-- GIVEN INFORMATION --
*** Begin section ***
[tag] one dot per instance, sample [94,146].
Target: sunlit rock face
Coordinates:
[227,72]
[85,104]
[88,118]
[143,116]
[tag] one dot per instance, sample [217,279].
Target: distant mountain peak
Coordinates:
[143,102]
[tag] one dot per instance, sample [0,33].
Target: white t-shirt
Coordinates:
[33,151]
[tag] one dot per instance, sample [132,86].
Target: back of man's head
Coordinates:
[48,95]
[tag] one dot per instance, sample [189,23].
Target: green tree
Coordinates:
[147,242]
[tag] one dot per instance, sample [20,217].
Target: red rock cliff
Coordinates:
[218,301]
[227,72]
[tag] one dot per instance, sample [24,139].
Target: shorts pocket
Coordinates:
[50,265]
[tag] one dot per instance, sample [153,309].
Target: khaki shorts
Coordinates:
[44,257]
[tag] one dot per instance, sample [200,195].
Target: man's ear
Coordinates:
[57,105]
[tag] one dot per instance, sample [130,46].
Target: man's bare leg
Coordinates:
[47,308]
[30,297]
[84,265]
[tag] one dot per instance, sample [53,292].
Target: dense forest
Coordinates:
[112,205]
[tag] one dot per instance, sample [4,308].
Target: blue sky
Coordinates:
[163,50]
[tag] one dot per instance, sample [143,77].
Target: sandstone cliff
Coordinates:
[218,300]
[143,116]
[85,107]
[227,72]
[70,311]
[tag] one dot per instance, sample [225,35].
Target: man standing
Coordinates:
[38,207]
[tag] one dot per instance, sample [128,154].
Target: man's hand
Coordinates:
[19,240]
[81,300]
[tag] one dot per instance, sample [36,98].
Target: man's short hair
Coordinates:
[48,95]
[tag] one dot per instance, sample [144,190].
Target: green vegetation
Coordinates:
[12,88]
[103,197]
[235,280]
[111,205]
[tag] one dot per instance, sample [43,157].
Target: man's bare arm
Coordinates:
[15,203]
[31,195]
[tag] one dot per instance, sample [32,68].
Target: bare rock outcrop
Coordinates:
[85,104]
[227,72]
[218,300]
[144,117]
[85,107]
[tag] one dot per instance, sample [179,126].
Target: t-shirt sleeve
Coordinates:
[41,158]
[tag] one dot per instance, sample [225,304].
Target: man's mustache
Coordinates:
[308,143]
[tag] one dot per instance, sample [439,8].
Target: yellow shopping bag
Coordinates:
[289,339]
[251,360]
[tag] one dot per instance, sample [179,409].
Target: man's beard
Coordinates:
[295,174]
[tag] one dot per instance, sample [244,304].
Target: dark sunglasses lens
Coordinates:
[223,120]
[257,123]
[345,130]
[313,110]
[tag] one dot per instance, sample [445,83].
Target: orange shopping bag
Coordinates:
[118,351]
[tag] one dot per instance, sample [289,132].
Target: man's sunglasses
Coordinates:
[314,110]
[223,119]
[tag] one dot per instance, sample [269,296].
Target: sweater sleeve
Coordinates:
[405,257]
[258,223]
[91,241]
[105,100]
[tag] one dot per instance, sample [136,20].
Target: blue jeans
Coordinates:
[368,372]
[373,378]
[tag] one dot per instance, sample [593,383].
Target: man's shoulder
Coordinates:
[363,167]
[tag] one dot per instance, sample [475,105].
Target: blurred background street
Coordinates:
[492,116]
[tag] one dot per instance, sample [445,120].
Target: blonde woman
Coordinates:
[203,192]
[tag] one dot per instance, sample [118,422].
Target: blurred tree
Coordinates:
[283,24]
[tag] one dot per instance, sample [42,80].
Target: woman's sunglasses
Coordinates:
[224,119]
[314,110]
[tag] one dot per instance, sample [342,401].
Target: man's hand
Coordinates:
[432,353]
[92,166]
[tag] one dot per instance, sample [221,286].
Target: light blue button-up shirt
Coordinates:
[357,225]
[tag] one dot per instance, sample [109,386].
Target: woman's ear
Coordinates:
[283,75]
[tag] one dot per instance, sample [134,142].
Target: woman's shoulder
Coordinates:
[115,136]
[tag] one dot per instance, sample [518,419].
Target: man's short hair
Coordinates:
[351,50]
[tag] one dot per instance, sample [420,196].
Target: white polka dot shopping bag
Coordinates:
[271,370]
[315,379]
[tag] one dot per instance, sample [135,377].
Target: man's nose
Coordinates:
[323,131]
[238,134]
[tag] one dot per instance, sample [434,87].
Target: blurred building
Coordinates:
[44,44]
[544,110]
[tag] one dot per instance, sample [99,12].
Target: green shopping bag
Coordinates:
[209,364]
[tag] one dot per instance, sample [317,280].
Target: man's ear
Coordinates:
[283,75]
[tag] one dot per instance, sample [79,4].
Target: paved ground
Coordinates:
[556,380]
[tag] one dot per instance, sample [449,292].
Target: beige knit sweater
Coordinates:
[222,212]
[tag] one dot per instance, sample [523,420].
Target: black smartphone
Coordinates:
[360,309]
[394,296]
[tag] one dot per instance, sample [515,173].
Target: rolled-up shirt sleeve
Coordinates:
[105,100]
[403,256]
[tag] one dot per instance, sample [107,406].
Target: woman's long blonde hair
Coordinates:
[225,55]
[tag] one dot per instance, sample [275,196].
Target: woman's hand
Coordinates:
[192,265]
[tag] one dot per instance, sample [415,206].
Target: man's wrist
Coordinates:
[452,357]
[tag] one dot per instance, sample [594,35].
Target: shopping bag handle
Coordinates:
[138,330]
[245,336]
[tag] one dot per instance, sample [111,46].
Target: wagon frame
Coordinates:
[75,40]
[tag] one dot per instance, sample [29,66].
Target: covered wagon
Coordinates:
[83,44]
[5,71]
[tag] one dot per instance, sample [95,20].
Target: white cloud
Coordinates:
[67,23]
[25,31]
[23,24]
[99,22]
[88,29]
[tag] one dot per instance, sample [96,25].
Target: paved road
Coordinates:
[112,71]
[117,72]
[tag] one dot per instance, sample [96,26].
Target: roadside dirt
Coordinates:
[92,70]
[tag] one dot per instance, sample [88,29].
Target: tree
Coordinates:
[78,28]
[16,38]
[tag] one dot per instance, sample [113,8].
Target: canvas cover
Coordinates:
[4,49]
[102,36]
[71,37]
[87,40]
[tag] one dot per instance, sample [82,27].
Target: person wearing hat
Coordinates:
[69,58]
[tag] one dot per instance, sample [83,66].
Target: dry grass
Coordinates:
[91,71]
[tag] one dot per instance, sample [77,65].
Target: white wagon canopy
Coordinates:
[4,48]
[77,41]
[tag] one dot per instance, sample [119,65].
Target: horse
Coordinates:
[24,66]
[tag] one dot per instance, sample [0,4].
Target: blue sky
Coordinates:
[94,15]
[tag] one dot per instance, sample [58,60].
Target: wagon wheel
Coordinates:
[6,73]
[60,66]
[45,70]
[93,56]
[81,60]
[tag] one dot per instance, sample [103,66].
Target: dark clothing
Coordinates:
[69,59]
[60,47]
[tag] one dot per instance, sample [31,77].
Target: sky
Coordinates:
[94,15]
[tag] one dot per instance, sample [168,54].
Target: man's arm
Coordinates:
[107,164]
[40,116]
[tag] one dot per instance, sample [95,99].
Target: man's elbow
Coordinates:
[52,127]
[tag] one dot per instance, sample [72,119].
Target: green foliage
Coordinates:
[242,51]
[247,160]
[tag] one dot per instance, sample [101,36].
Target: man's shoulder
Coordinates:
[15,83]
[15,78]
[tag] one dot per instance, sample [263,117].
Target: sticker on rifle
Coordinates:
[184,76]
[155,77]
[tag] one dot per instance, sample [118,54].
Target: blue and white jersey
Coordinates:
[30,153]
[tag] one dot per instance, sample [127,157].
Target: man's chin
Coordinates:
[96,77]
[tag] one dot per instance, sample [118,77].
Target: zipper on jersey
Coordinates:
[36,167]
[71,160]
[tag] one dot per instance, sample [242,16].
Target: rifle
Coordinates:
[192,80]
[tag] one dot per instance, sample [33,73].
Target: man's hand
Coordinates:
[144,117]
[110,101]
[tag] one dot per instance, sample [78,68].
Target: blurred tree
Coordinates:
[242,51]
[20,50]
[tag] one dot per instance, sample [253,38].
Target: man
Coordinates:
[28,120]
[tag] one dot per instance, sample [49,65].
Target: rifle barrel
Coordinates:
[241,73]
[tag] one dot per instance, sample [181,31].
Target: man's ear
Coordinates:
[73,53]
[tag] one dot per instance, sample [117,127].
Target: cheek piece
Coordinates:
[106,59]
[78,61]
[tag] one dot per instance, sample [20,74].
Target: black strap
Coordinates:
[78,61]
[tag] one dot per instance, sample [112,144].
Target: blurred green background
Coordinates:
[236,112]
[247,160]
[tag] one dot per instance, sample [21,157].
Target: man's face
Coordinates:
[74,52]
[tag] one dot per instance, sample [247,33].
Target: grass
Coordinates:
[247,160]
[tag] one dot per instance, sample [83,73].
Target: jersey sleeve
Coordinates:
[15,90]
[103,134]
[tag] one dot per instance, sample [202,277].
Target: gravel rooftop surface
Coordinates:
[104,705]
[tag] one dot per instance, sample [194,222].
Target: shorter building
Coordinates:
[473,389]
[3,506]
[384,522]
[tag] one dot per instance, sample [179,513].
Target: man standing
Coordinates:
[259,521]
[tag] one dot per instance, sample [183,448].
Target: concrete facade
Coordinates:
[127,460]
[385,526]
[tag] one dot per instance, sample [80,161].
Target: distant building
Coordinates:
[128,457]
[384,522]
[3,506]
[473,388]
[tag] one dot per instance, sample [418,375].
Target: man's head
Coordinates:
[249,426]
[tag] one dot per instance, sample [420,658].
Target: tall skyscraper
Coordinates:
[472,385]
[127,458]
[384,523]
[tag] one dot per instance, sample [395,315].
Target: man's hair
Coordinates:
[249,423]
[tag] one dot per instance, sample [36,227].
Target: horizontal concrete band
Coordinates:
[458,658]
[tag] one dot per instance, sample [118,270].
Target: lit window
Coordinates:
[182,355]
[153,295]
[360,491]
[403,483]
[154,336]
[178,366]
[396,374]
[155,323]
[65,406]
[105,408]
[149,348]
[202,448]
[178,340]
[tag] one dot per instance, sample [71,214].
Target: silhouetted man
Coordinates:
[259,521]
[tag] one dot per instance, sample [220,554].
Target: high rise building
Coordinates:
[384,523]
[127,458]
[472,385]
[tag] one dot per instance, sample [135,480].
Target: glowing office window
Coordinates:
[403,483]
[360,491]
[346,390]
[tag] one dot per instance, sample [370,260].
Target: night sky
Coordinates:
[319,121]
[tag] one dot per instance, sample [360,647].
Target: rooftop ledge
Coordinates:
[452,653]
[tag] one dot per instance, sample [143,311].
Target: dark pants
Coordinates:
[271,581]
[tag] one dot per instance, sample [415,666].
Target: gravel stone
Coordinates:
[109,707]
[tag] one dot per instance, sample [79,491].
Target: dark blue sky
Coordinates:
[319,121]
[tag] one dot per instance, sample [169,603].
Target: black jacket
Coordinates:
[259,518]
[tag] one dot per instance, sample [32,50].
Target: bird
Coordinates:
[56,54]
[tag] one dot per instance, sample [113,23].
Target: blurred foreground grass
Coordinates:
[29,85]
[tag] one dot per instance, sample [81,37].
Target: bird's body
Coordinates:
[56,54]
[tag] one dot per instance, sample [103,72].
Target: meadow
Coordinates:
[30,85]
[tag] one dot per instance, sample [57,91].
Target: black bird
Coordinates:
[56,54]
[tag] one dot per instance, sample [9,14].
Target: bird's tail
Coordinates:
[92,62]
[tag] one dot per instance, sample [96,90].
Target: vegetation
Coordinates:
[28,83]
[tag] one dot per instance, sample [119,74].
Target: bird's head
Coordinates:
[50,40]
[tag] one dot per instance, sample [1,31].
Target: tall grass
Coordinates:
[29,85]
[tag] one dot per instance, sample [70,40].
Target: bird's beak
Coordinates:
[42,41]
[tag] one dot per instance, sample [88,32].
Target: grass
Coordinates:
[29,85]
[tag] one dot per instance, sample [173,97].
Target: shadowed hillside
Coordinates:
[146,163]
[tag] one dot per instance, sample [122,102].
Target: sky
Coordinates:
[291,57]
*** End section ***
-- WHAT YOU ARE ASKED TO DO --
For this exercise, copy each line from the listing above that has the word "bird".

-- WRITTEN SOLUTION --
Target: bird
Target: bird's body
Target: black bird
Target: bird's tail
Target: bird's head
Target: bird's beak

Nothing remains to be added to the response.